● **INPUT MATERIAL**
========================================
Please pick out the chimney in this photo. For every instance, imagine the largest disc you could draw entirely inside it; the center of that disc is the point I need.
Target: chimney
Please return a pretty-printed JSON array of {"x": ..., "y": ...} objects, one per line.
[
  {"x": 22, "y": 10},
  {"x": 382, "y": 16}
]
========================================
Rewrite the records above with every "chimney" replaced by "smokestack" and everything else unchanged.

● **THE RESULT**
Please pick out the smokestack in this photo. For every instance, imagine the largest disc you could draw entirely inside it; the center of that disc is the point I need.
Target: smokestack
Please return a pretty-printed JSON array of {"x": ..., "y": ...} objects, one per line.
[
  {"x": 22, "y": 10},
  {"x": 382, "y": 16}
]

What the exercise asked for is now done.